Challenges:
a) Can you copy, word for word, the stretch of the gmaps-scraper README from "Additional libraries used" through "the shapefile library."?
b) How would the gmaps-scraper README go on after its final sentence? Write the next part.

Quoted passage:
--------------------------------------------------

IMPORTANT NOTE: Running this scraper will incur substantial costs due to changes in the Google Maps API pricing formulas made after this scraper was originally created.

gmaps-scraper

gmaps-scraper is a suite of tools designed to facilitate the scraping and processing of place data using the Google Maps API.

Code Overview

For scraping:

scrapers.py - The main scraping script containing the scraper classes.

Additional libraries used by the scraper:

geo.py - A library providing various geometric functions such as the haversine formula, the law of cosines, and a function for point-in-polygon.
gms_io.py - A library providing various classes that handle the writing of scraped data to various formats.
parse_tiger.py - A library providing wrapper functions for parsing the US Census TIGER data by using the shapefile library.
staticmaps.py - A library that generates valid Google Static Maps API URLs for visualizing areas on Google Maps.

Utility scripts:

util/process_pickles.py - A script to automate the archiving of pickles and the creation of merged and deduplicated JSONs. This has been deprecated in favor of the JSON writer and deduplicators.
util/create_json_parallel_redis.py - A script to process a single pickle collection very fast by using Redis as a shared memory store for multiple worker processes. This has been deprecated in favor of the JSON writer and deduplicators.
util/scrape_tiger.sh - Scrape and process US Census TIGER data for use by the various scripts.

Setup

Usage

Scraping
Processing
Using grep to Count Occurances of Patterns

Code Overview

Scripts are documented internally and formatted in accordance with Google's Python styleguide <https://google.github.io/styleguide/pyguide.html>__. For more in-depth documentation, refer to the comments and docstrings located in each script.

--------------------------------------------------

Supplied information:
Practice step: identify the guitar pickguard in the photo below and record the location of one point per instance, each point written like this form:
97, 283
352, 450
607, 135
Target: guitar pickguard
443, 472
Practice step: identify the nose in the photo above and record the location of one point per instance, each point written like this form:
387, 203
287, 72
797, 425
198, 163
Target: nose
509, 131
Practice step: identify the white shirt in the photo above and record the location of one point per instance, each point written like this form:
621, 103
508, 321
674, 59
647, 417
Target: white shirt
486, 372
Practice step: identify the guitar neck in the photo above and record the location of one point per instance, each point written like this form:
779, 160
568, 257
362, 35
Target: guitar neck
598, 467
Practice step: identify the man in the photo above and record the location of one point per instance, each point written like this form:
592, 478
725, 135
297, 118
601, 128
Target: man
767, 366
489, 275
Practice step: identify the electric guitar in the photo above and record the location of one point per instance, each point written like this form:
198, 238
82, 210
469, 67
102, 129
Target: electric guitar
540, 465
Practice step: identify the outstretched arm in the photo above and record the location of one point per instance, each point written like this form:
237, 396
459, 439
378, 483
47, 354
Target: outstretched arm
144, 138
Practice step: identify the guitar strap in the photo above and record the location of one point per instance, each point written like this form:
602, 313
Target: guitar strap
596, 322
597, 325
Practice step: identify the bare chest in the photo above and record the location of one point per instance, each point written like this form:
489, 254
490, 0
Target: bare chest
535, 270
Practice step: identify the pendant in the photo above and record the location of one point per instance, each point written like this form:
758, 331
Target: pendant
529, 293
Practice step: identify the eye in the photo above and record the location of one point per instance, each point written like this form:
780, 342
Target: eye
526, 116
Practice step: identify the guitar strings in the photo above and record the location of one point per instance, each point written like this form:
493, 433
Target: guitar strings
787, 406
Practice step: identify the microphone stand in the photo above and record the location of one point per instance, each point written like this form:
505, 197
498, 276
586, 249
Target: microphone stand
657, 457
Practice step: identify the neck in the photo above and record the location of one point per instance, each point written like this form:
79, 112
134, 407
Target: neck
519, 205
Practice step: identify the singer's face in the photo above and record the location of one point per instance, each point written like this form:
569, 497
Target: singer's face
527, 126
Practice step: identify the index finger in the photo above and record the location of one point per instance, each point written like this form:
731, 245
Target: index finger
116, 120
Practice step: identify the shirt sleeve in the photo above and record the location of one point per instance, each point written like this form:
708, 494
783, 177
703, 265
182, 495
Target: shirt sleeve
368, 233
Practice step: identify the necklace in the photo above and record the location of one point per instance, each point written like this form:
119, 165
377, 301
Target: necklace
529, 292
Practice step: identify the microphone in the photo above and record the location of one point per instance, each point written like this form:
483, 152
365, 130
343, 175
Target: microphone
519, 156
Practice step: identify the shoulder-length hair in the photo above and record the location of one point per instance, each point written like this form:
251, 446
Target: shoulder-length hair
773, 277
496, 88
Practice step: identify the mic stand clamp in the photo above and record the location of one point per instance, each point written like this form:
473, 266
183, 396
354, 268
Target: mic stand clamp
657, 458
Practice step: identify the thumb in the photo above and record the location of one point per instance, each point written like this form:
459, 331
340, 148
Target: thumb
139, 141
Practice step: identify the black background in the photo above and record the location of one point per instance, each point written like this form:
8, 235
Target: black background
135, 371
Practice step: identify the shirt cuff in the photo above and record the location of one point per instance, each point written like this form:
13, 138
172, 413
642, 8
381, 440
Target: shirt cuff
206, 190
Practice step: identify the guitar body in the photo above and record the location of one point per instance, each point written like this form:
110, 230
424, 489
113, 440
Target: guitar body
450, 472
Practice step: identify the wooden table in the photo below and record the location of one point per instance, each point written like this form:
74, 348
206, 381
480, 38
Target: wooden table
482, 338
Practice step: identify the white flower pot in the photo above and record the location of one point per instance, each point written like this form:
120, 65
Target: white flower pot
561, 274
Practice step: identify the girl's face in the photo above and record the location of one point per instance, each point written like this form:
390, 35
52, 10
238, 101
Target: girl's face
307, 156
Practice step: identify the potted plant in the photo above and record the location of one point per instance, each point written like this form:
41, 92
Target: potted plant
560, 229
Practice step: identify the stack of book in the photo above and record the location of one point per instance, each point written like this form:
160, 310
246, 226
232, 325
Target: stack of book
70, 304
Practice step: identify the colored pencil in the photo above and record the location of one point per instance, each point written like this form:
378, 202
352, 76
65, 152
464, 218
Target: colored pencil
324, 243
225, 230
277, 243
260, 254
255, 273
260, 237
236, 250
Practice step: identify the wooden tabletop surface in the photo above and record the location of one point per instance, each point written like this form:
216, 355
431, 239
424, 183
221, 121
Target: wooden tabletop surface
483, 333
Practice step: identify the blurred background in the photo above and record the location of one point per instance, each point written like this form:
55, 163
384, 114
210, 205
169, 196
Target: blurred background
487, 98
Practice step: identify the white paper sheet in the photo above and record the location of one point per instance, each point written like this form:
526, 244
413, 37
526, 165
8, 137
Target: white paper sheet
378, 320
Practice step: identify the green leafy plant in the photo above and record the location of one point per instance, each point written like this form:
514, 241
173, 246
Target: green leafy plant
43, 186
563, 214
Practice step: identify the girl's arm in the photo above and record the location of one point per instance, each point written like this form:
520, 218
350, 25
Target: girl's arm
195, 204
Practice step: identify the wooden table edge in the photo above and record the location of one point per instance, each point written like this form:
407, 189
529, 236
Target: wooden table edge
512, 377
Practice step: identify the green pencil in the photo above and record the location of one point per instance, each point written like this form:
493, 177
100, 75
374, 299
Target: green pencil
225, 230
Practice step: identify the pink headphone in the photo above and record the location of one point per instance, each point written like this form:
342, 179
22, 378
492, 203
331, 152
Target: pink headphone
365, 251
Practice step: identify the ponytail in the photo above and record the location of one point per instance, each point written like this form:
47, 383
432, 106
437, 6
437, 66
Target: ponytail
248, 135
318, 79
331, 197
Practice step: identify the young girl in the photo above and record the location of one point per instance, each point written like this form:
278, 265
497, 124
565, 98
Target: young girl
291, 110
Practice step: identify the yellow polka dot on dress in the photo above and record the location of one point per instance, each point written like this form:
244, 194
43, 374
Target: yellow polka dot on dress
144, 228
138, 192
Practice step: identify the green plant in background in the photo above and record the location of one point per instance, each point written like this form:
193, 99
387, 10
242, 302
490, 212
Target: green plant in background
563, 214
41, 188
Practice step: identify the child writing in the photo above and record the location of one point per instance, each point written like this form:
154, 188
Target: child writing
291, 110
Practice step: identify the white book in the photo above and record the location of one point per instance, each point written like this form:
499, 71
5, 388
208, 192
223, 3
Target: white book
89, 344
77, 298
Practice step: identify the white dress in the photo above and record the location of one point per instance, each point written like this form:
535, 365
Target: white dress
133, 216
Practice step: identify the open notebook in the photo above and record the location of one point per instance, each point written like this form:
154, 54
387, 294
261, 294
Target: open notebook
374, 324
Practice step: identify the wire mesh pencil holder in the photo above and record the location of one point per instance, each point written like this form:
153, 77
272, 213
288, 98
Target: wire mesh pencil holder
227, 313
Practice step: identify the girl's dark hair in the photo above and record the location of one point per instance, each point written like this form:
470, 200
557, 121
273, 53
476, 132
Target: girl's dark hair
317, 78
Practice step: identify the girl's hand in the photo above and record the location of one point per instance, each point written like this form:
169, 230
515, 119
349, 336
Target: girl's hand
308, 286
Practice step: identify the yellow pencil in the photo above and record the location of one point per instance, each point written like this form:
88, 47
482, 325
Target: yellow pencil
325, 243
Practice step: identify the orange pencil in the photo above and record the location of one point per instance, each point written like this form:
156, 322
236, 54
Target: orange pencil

--------------------------------------------------

Replies:
a)
Additional libraries used by the scraper:

geo.py - A library providing various geometric functions such as the haversine formula, the law of cosines, and a function for point-in-polygon.
gms_io.py - A library providing various classes that handle the writing of scraped data to various formats.
parse_tiger.py - A library providing wrapper functions for parsing the US Census TIGER data by using the shapefile library.

b)
gmaps_subdivisions.py

The SubdivisionScraper's in scrapers.py scrape places from Google Maps by subdividing a chosen area into smaller areas and making a requests for places in that area, making further subdivisions if a certain threshold is met, by default the maximum number of results defined by the Google Places API Web Service documentation <https://developers.google.com/places/web-service/search>__ with a little bit of head space (50 instead of 60, as of the time of writing this). Additionally, a bug was discovered where places_nearby searches over a large area with more than 60 results would return less than 60 results, so the threshold is automatically relaxed for the first few subdivisions in the hierarchy using the formula

ADJUSTED_THRESHOLD = ACTUAL_THRESHOLD * (1 - 0.6 / HIERARCHY_DEPTH)

More information about the scraping algorithm is documented in the scrape_subdivisions method of the SubdivisionScraper class. From the script:

This is the main function that manages the creation of subdivisions and invokes the scraper to scrape places from those subdivisions.

Subdivisions are congruent rectangular areas which are similar to the region defined in the function's arguments. All subdivisions have the same width and height and are arranged in a square grid.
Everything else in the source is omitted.